→ **TO BE DONE**: Gather each line of the items below that holds the string "audi", and list those lines in the order they appear.

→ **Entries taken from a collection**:
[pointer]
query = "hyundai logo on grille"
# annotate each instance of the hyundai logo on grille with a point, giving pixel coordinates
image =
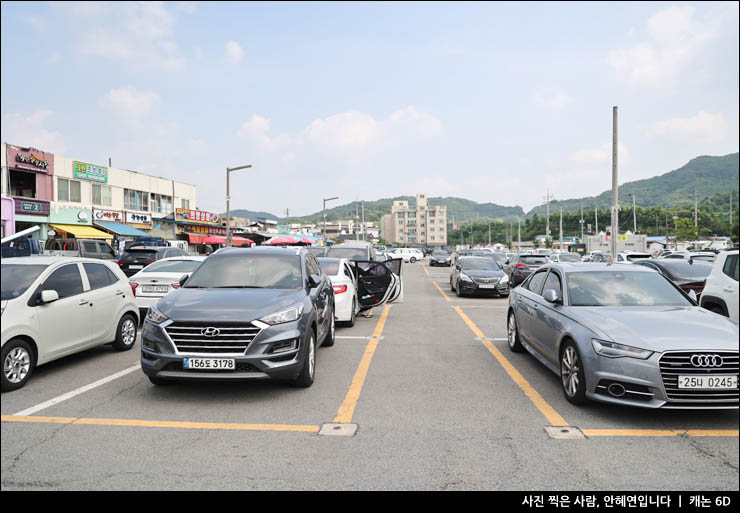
(706, 360)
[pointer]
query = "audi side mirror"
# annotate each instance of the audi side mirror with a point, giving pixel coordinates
(552, 296)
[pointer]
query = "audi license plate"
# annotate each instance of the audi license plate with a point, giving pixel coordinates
(209, 363)
(708, 382)
(155, 288)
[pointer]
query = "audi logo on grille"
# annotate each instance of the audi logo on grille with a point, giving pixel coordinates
(706, 360)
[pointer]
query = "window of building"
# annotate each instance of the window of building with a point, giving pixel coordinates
(135, 200)
(101, 195)
(22, 184)
(69, 190)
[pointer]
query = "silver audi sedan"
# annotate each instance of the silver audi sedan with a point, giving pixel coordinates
(624, 334)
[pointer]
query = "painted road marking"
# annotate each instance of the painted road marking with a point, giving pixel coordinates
(548, 411)
(160, 424)
(73, 393)
(441, 291)
(347, 408)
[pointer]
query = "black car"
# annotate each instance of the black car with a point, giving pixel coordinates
(134, 259)
(686, 274)
(246, 313)
(479, 275)
(440, 257)
(522, 265)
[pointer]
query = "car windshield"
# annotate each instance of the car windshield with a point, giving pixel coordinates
(330, 266)
(173, 266)
(619, 288)
(480, 264)
(351, 253)
(240, 270)
(569, 257)
(17, 278)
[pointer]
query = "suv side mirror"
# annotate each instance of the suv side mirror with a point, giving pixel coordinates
(552, 296)
(49, 296)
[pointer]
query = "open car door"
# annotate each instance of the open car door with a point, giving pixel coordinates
(377, 283)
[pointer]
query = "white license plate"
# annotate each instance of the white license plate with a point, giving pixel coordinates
(155, 288)
(708, 382)
(209, 363)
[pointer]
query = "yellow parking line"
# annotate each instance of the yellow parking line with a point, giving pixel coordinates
(161, 424)
(441, 291)
(548, 411)
(347, 408)
(660, 432)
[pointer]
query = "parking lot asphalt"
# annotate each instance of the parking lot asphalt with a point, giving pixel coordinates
(426, 391)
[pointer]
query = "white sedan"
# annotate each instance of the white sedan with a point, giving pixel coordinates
(343, 276)
(58, 306)
(162, 277)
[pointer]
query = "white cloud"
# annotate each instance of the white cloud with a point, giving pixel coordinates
(676, 41)
(233, 51)
(32, 130)
(552, 99)
(128, 103)
(704, 125)
(601, 155)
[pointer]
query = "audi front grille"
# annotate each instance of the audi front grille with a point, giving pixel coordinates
(699, 363)
(212, 338)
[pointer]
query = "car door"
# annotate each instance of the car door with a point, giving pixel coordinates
(64, 324)
(547, 320)
(376, 283)
(105, 302)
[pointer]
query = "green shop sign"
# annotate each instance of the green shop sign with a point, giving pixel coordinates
(91, 172)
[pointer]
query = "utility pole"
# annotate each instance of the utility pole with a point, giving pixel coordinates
(615, 188)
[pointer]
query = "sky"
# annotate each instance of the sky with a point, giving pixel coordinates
(494, 102)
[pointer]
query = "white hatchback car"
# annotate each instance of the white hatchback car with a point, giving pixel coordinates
(160, 278)
(58, 306)
(343, 276)
(720, 292)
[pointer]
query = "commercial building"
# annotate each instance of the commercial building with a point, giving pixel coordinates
(70, 197)
(417, 224)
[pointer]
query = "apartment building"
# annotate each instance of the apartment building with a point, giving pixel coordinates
(417, 224)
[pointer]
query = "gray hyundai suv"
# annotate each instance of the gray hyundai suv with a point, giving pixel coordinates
(243, 314)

→ **TASK OUTPUT**:
query = "audi side mirror"
# annotate each instance of the audi side mirror with a point, giving pixel coordinates
query = "audi license plate"
# annotate each instance of the audi license plate with a point, giving pixel coordinates
query = "audi logo on grille"
# annotate each instance of the audi logo on grille with a point, giving pixel coordinates
query = "silver audi sedan"
# annotate each instance of the silver audi sedan with a point, giving pixel coordinates
query = "audi front grille"
# annotate each instance of the audi front grille with a point, giving pixel coordinates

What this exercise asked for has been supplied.